- **Job item**
List every line of the entries below that contains the string "clicks", matching case exactly.

[Dataset records]

Content starts

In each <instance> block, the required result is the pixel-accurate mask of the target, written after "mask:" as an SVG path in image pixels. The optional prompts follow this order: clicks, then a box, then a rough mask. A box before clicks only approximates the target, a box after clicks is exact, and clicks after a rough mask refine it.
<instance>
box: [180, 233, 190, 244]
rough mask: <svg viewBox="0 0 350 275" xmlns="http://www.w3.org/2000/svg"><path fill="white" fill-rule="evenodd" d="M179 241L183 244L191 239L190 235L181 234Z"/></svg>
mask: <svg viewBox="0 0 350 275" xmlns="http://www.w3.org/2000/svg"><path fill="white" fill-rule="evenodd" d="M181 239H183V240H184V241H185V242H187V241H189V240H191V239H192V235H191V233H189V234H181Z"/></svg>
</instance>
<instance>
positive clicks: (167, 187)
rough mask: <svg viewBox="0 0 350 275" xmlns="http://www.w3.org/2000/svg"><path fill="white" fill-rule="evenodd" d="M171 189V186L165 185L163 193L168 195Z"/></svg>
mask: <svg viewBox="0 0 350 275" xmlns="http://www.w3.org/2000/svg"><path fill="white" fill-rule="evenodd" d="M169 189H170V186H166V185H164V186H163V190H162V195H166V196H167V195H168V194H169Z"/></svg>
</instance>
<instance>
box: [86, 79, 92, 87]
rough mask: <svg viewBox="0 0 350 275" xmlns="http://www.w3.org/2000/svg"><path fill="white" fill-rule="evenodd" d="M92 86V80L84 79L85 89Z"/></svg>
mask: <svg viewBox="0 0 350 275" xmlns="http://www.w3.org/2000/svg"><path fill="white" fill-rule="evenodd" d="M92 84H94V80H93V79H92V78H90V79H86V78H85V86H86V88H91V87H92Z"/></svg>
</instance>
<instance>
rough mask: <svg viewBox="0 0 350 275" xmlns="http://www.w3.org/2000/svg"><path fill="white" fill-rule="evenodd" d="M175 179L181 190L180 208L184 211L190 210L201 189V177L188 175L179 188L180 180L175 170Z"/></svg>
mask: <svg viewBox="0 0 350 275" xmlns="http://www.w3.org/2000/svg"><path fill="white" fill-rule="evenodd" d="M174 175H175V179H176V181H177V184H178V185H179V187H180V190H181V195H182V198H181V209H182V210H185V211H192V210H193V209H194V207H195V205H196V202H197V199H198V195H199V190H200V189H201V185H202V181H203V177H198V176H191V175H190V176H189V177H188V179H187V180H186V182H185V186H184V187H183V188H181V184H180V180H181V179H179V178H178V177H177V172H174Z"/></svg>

Content ends

- **Solution**
In each <instance> block, the required result is the pixel-accurate mask of the target, written after "mask:" as an SVG path in image pixels. The optional prompts follow this order: clicks, then a box, then a rough mask. A box before clicks only approximates the target, a box after clicks is exact, and clicks after a rough mask refine it.
positive clicks: (167, 187)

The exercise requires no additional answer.